■ **TASK DETAILS**: Please copy each of the lines below word for word.

■ **STORED RECORDS**:
------------------------------------
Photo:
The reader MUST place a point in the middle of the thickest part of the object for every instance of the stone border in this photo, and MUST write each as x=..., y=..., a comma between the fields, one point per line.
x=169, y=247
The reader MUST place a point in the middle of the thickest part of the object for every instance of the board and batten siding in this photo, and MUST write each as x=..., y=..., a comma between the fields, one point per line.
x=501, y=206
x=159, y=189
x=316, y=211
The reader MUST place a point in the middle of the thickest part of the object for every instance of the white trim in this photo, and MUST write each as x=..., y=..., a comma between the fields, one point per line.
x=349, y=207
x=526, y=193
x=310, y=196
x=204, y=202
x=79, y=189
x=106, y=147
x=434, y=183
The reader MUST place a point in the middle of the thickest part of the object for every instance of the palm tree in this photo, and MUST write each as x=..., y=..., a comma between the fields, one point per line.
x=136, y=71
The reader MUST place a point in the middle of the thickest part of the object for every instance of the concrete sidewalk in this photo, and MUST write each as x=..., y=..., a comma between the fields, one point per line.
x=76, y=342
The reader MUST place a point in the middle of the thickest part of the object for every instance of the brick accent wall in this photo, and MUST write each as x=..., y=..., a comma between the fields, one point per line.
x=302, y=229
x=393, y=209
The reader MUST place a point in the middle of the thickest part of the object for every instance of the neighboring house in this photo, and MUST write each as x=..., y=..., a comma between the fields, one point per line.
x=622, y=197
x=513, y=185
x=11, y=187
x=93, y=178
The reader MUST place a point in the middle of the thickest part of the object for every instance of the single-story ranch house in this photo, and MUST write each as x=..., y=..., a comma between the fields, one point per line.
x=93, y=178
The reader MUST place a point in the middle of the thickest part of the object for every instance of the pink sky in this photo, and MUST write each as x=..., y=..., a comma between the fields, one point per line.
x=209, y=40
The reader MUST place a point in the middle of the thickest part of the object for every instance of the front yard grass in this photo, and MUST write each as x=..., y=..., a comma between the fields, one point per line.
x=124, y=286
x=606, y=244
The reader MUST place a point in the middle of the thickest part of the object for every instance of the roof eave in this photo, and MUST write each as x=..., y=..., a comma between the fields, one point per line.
------------------------------------
■ **EXERCISE RESULT**:
Photo:
The reader MUST place a point in the middle of the thickest part of the object for every instance of the stone border in this photo, and MUST write each as x=..., y=..., a comma between the fields, one point per line.
x=169, y=247
The reader MUST place a point in the middle of the thickest part of the object for every instance of the board and batten siding in this photo, and MUST write each as x=..., y=..., a comma between the fields, one point per line.
x=501, y=206
x=159, y=189
x=316, y=211
The reader MUST place a point in the middle of the thickest part of the object for every instance of the white trim in this photo, and MUST write each as x=..., y=..., a comma between the fields, one point per line.
x=349, y=207
x=526, y=193
x=310, y=196
x=204, y=202
x=79, y=189
x=106, y=147
x=434, y=183
The reader MUST place a point in the middle of the thickest part of the object for every instance of the palm tree in this photo, and MUST write each as x=..., y=..., a comma between the fields, one point per line.
x=136, y=71
The reader MUST place a point in the middle of the thickest part of the object for every instance of the concrete sidewalk in this photo, and MUST write each as x=..., y=..., a comma between the fields, one point per line.
x=76, y=342
The reader MUST place a point in the middle of the thickest part of the object for every instance of the brick accent wall in this photo, and MUST write each as x=..., y=..., a comma between the fields, one point per line.
x=302, y=229
x=393, y=209
The reader MUST place a point in the middle of the thickest part of the object for every instance of the neighboring house in this photo, and MUST write each as x=..., y=..., a comma between the fields, one point per line.
x=622, y=197
x=513, y=185
x=11, y=187
x=93, y=178
The reader MUST place a point in the middle of the thickest part of the object for every instance of the single-story ranch house in this photo, and MUST write each as x=..., y=..., a comma between the fields, one point per line.
x=93, y=178
The reader MUST place a point in the middle of the thickest part of the object for every instance of the pink sky in this photo, and MUST write each as x=..., y=..., a comma between the fields, one point per line.
x=209, y=40
The reader MUST place a point in the middle of the thickest part of the object for every instance of the front yard grass in this photo, and MUST write each as x=..., y=..., a comma between the fields, one point per line.
x=124, y=286
x=606, y=244
The reader MUST place a point in the middle of the thickest part of the object for every instance of the roof eave in this photo, and MUST write each as x=..., y=..., a comma between the fields, one point per line.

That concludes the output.